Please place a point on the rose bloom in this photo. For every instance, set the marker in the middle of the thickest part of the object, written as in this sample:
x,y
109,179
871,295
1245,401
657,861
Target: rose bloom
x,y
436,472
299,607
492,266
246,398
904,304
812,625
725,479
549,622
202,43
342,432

******************************

# [SHORT EXERCISE]
Can you retype the listing above line for line, changing nothing?

# [RESULT FOR THIS EXERCISE]
Please place a point on the rose bloom in this photo. For every instance, set the marker in the middle of the thickest part of the object, written as in this sample:
x,y
109,179
871,295
1245,401
657,861
Target: rose bloom
x,y
436,472
299,607
492,266
246,398
904,304
812,625
725,479
549,622
202,43
342,432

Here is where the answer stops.